_Problem requirements_. Produce a verbatim transcription of the records below, beginning at the line containing "Kindly put a point on every instance of the overcast" and ending at the final line; include only those lines.

──────

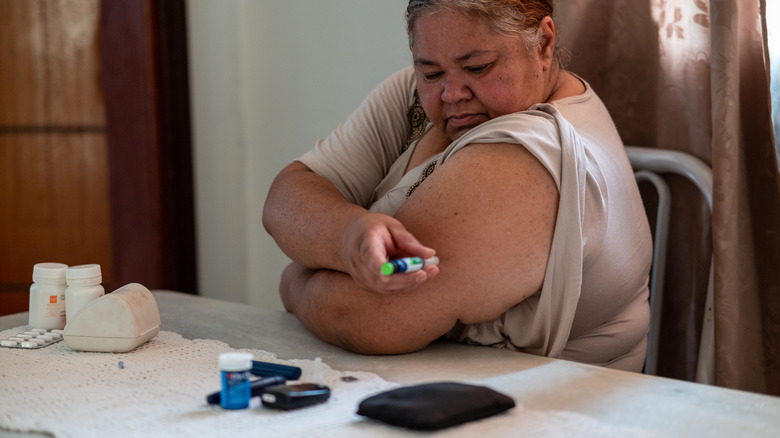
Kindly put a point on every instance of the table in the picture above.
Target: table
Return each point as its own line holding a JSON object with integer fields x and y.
{"x": 664, "y": 406}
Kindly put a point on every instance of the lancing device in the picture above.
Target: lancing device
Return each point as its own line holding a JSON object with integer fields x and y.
{"x": 407, "y": 264}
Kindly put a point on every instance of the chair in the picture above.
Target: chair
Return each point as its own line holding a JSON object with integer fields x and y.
{"x": 649, "y": 164}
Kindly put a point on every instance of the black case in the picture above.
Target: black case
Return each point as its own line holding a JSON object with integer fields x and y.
{"x": 433, "y": 406}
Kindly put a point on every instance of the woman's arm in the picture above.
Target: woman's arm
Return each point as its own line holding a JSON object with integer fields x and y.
{"x": 490, "y": 211}
{"x": 318, "y": 228}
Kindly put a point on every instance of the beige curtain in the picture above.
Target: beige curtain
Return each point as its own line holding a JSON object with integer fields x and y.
{"x": 691, "y": 75}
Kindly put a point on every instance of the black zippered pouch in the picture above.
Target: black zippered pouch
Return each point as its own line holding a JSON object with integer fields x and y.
{"x": 434, "y": 406}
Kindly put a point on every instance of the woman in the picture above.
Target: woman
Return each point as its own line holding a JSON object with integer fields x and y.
{"x": 509, "y": 166}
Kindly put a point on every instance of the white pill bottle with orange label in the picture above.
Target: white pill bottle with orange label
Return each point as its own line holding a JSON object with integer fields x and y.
{"x": 47, "y": 296}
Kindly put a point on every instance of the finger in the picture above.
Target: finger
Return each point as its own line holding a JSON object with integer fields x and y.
{"x": 405, "y": 242}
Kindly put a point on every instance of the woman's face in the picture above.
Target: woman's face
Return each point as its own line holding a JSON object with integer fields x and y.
{"x": 467, "y": 74}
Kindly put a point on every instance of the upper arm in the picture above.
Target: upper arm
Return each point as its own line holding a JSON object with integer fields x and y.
{"x": 489, "y": 211}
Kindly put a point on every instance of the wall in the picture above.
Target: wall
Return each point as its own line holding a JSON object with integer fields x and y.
{"x": 268, "y": 78}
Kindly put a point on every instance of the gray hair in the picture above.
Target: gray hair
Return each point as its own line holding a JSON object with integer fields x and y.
{"x": 521, "y": 18}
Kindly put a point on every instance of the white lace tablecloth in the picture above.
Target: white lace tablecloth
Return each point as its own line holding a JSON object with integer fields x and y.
{"x": 160, "y": 388}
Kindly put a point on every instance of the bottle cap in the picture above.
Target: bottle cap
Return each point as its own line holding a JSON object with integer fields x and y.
{"x": 49, "y": 271}
{"x": 84, "y": 272}
{"x": 235, "y": 361}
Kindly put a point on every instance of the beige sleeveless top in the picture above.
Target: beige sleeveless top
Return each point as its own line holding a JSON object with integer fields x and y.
{"x": 592, "y": 307}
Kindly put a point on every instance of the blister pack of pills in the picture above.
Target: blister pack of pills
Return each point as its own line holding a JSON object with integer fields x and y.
{"x": 33, "y": 338}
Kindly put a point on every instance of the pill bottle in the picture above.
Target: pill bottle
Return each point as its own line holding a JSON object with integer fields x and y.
{"x": 83, "y": 287}
{"x": 235, "y": 369}
{"x": 47, "y": 296}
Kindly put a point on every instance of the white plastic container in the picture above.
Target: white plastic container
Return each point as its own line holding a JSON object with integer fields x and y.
{"x": 47, "y": 296}
{"x": 84, "y": 286}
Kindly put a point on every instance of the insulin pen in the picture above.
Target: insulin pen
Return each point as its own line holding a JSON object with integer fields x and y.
{"x": 407, "y": 264}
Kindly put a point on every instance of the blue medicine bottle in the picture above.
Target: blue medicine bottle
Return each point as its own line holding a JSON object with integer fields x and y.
{"x": 235, "y": 369}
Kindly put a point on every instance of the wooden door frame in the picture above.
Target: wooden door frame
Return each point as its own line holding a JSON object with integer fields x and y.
{"x": 143, "y": 48}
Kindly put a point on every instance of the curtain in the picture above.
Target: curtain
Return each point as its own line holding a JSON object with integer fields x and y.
{"x": 692, "y": 75}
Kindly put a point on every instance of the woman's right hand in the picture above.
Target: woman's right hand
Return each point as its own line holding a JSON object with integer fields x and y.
{"x": 371, "y": 240}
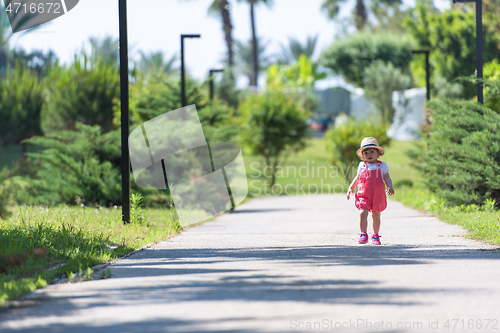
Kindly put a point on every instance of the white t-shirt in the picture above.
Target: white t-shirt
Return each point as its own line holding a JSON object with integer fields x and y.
{"x": 384, "y": 168}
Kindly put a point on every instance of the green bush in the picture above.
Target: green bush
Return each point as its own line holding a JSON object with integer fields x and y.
{"x": 350, "y": 56}
{"x": 461, "y": 158}
{"x": 380, "y": 81}
{"x": 273, "y": 124}
{"x": 344, "y": 138}
{"x": 76, "y": 163}
{"x": 84, "y": 93}
{"x": 156, "y": 94}
{"x": 21, "y": 102}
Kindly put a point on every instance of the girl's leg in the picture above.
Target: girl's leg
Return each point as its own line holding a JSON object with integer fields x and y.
{"x": 376, "y": 222}
{"x": 363, "y": 220}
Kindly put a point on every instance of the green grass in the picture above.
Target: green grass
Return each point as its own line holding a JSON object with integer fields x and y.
{"x": 74, "y": 239}
{"x": 10, "y": 154}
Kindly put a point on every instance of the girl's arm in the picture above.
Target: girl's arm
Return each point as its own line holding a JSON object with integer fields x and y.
{"x": 388, "y": 181}
{"x": 352, "y": 186}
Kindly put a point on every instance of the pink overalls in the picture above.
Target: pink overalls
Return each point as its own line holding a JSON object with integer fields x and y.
{"x": 371, "y": 190}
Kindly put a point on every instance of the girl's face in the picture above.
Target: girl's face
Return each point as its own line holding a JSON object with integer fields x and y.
{"x": 370, "y": 155}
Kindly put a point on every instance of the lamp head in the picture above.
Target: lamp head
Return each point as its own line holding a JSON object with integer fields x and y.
{"x": 190, "y": 36}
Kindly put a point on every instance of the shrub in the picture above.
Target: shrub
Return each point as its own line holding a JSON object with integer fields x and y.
{"x": 380, "y": 81}
{"x": 155, "y": 94}
{"x": 21, "y": 102}
{"x": 344, "y": 138}
{"x": 273, "y": 123}
{"x": 77, "y": 163}
{"x": 83, "y": 93}
{"x": 461, "y": 160}
{"x": 350, "y": 56}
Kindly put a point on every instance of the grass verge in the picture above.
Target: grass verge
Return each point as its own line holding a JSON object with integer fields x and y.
{"x": 40, "y": 244}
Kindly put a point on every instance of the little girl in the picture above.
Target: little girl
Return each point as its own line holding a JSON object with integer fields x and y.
{"x": 371, "y": 193}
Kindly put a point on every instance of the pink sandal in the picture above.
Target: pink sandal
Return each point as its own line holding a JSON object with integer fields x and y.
{"x": 363, "y": 238}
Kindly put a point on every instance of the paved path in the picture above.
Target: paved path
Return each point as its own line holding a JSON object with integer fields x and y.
{"x": 284, "y": 264}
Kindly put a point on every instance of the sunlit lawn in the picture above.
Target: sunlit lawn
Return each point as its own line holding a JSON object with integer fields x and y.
{"x": 73, "y": 238}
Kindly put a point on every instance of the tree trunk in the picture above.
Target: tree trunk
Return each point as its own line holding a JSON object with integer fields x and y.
{"x": 361, "y": 15}
{"x": 228, "y": 28}
{"x": 255, "y": 60}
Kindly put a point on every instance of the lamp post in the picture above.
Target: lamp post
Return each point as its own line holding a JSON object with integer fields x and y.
{"x": 479, "y": 46}
{"x": 183, "y": 81}
{"x": 427, "y": 71}
{"x": 211, "y": 83}
{"x": 125, "y": 160}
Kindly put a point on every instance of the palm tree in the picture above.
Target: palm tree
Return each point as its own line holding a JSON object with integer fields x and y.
{"x": 222, "y": 7}
{"x": 292, "y": 52}
{"x": 156, "y": 62}
{"x": 6, "y": 31}
{"x": 244, "y": 57}
{"x": 107, "y": 48}
{"x": 255, "y": 47}
{"x": 360, "y": 13}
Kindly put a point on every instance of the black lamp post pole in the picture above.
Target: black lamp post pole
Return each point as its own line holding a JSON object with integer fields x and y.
{"x": 479, "y": 46}
{"x": 427, "y": 71}
{"x": 211, "y": 83}
{"x": 183, "y": 80}
{"x": 125, "y": 160}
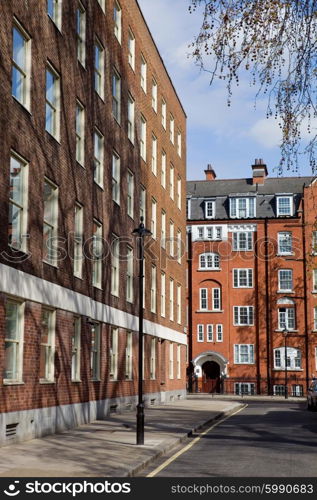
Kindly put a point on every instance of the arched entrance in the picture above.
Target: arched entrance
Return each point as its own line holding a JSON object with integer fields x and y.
{"x": 211, "y": 377}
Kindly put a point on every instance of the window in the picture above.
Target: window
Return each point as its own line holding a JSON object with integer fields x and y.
{"x": 81, "y": 34}
{"x": 244, "y": 389}
{"x": 164, "y": 114}
{"x": 179, "y": 304}
{"x": 286, "y": 318}
{"x": 178, "y": 361}
{"x": 153, "y": 359}
{"x": 153, "y": 218}
{"x": 143, "y": 203}
{"x": 116, "y": 178}
{"x": 154, "y": 95}
{"x": 179, "y": 193}
{"x": 113, "y": 371}
{"x": 210, "y": 333}
{"x": 95, "y": 352}
{"x": 172, "y": 181}
{"x": 78, "y": 240}
{"x": 179, "y": 143}
{"x": 172, "y": 129}
{"x": 154, "y": 154}
{"x": 143, "y": 73}
{"x": 163, "y": 229}
{"x": 129, "y": 277}
{"x": 163, "y": 294}
{"x": 242, "y": 240}
{"x": 47, "y": 345}
{"x": 285, "y": 243}
{"x": 115, "y": 266}
{"x": 131, "y": 49}
{"x": 21, "y": 66}
{"x": 243, "y": 315}
{"x": 171, "y": 239}
{"x": 131, "y": 127}
{"x": 285, "y": 280}
{"x": 97, "y": 255}
{"x": 128, "y": 357}
{"x": 143, "y": 138}
{"x": 50, "y": 223}
{"x": 153, "y": 289}
{"x": 219, "y": 333}
{"x": 242, "y": 278}
{"x": 52, "y": 108}
{"x": 18, "y": 203}
{"x": 171, "y": 361}
{"x": 13, "y": 341}
{"x": 203, "y": 299}
{"x": 210, "y": 209}
{"x": 200, "y": 333}
{"x": 116, "y": 96}
{"x": 76, "y": 336}
{"x": 130, "y": 194}
{"x": 293, "y": 358}
{"x": 241, "y": 208}
{"x": 163, "y": 171}
{"x": 284, "y": 205}
{"x": 80, "y": 133}
{"x": 117, "y": 17}
{"x": 99, "y": 69}
{"x": 171, "y": 299}
{"x": 244, "y": 353}
{"x": 216, "y": 299}
{"x": 98, "y": 157}
{"x": 54, "y": 10}
{"x": 209, "y": 261}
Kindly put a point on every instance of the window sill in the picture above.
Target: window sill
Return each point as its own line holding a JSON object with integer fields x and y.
{"x": 13, "y": 382}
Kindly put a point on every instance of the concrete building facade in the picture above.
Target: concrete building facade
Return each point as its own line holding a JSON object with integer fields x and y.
{"x": 252, "y": 277}
{"x": 92, "y": 138}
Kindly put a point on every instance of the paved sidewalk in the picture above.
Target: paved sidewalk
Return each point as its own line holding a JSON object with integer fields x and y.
{"x": 107, "y": 448}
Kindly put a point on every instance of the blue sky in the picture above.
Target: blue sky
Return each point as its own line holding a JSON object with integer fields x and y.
{"x": 228, "y": 138}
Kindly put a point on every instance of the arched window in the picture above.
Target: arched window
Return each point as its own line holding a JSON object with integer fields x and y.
{"x": 209, "y": 261}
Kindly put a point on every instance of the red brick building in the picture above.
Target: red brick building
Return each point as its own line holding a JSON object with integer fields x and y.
{"x": 92, "y": 136}
{"x": 252, "y": 283}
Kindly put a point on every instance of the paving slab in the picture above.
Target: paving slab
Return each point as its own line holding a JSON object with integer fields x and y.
{"x": 107, "y": 448}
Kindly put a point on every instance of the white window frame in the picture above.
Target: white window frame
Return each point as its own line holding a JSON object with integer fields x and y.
{"x": 20, "y": 204}
{"x": 242, "y": 275}
{"x": 49, "y": 346}
{"x": 80, "y": 133}
{"x": 97, "y": 255}
{"x": 282, "y": 281}
{"x": 99, "y": 68}
{"x": 238, "y": 311}
{"x": 53, "y": 105}
{"x": 18, "y": 341}
{"x": 246, "y": 357}
{"x": 116, "y": 177}
{"x": 23, "y": 71}
{"x": 117, "y": 18}
{"x": 98, "y": 157}
{"x": 78, "y": 240}
{"x": 279, "y": 211}
{"x": 50, "y": 253}
{"x": 81, "y": 34}
{"x": 76, "y": 350}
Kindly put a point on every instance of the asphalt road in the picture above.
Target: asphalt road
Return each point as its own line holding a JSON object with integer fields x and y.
{"x": 263, "y": 440}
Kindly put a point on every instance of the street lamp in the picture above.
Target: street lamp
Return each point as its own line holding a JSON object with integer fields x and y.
{"x": 140, "y": 232}
{"x": 285, "y": 333}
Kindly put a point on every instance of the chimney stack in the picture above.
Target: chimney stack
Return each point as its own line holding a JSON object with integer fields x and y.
{"x": 259, "y": 171}
{"x": 210, "y": 173}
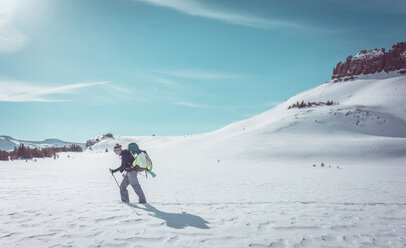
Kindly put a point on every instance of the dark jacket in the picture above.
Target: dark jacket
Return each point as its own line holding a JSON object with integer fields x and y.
{"x": 126, "y": 161}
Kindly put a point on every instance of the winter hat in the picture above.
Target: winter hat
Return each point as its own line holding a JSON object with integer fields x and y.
{"x": 117, "y": 147}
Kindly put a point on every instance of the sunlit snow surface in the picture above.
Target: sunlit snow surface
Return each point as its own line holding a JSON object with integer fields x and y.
{"x": 250, "y": 184}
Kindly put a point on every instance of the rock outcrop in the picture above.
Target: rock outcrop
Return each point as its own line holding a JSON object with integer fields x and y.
{"x": 370, "y": 62}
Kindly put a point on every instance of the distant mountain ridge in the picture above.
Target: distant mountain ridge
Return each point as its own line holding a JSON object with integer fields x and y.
{"x": 370, "y": 62}
{"x": 7, "y": 143}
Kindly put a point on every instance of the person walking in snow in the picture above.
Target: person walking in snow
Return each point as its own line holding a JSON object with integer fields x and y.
{"x": 130, "y": 175}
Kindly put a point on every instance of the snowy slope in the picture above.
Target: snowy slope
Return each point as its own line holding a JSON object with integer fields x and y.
{"x": 8, "y": 143}
{"x": 369, "y": 118}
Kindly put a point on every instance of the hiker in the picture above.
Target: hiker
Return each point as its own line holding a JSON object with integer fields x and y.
{"x": 130, "y": 175}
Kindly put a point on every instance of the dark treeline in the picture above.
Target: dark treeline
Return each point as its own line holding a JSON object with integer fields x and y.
{"x": 23, "y": 152}
{"x": 309, "y": 104}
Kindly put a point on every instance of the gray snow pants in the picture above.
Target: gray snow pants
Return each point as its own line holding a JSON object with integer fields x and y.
{"x": 131, "y": 178}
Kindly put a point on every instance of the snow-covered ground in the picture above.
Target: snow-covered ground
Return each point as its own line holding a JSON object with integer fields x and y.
{"x": 250, "y": 184}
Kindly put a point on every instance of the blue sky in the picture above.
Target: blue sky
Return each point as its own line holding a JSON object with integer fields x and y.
{"x": 74, "y": 69}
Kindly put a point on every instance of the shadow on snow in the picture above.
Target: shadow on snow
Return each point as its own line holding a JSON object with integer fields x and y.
{"x": 173, "y": 220}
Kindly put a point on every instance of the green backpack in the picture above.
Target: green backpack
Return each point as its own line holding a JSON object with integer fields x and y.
{"x": 142, "y": 161}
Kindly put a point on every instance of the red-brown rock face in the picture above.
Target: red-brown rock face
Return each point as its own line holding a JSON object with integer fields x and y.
{"x": 370, "y": 62}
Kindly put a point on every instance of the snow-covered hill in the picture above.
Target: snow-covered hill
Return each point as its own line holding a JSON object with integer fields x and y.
{"x": 8, "y": 143}
{"x": 368, "y": 119}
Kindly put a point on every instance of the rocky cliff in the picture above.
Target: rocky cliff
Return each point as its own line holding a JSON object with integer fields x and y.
{"x": 370, "y": 62}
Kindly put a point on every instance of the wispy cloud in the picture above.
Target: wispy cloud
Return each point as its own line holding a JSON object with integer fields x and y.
{"x": 195, "y": 8}
{"x": 11, "y": 91}
{"x": 191, "y": 105}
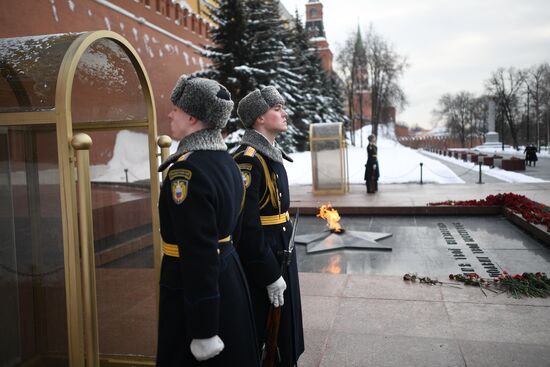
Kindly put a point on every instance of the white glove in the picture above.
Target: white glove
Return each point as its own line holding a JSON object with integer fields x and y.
{"x": 275, "y": 292}
{"x": 204, "y": 349}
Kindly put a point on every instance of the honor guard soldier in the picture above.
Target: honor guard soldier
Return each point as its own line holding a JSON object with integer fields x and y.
{"x": 205, "y": 315}
{"x": 266, "y": 229}
{"x": 372, "y": 171}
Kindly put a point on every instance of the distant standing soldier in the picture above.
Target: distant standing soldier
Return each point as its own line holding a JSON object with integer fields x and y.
{"x": 372, "y": 171}
{"x": 531, "y": 155}
{"x": 266, "y": 229}
{"x": 205, "y": 315}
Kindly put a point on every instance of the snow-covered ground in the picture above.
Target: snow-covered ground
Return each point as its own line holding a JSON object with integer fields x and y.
{"x": 501, "y": 174}
{"x": 398, "y": 164}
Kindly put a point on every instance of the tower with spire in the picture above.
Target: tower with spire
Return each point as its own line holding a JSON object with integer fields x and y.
{"x": 316, "y": 29}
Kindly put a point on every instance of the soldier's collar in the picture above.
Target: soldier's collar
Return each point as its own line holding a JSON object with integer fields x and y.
{"x": 261, "y": 144}
{"x": 205, "y": 139}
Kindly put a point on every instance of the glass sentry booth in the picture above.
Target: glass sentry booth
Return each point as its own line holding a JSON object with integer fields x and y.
{"x": 329, "y": 163}
{"x": 79, "y": 242}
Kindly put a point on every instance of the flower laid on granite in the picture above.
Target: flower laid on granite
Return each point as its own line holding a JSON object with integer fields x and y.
{"x": 426, "y": 280}
{"x": 531, "y": 211}
{"x": 518, "y": 285}
{"x": 526, "y": 284}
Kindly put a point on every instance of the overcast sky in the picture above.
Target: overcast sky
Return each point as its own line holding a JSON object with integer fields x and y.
{"x": 451, "y": 45}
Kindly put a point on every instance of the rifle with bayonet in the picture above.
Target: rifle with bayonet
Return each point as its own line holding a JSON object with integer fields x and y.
{"x": 270, "y": 350}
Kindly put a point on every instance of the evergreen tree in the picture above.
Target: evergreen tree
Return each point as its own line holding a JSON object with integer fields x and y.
{"x": 229, "y": 58}
{"x": 271, "y": 61}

──────

_Solution to this problem_.
Kindly put a point on every instance of the overcast sky in the picture above.
Target: overcast sky
Return each point as its own line holding a JSON object with integer fields x and y.
{"x": 451, "y": 45}
Kindly put a point on every instance of the rifle with bayonet in the picture above.
Target: rifle with bayonet
Return each point as its own line holding a JSON object with integer fields x and y.
{"x": 270, "y": 350}
Kindly put a point on every instance of the evergreen tree in the picture above.
Target: evergreen tree
Return each point as its own line holding a JSON object with integer fields x and y.
{"x": 229, "y": 58}
{"x": 271, "y": 61}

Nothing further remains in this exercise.